Prompt » Exact repetition, please: start with the line where "find desk drawer." appears and stop after the final line of the records.

Items from a data source »
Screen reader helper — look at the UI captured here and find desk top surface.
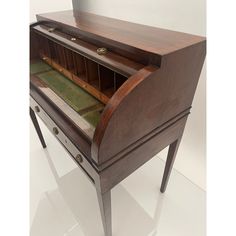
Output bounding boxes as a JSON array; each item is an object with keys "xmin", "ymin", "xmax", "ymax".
[{"xmin": 37, "ymin": 10, "xmax": 205, "ymax": 56}]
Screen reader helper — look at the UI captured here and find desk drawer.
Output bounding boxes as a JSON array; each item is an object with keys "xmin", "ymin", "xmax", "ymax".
[{"xmin": 30, "ymin": 97, "xmax": 98, "ymax": 184}]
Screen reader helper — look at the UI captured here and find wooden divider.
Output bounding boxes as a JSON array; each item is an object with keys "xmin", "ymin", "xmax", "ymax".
[{"xmin": 35, "ymin": 33, "xmax": 129, "ymax": 104}]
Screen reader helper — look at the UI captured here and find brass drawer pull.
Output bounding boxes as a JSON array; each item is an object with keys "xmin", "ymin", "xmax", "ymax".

Solution to this task »
Screen reader helper — look at the UI captured here and find desk drawer.
Output bounding boxes as a JSON array; each item is an object with keys "xmin", "ymin", "xmax", "ymax".
[{"xmin": 30, "ymin": 97, "xmax": 98, "ymax": 184}]
Screen reader helper — look at the UI captured here and find wooden divider.
Output bounding boxes as a JSON array; each item is an object with keys "xmin", "ymin", "xmax", "ymax".
[{"xmin": 35, "ymin": 33, "xmax": 129, "ymax": 104}]
Screen reader helper — look at the UI captured here and find brass drawer pull.
Output bounding boxes as a JSON array; each item is an object with keys "xmin", "ymin", "xmax", "ymax".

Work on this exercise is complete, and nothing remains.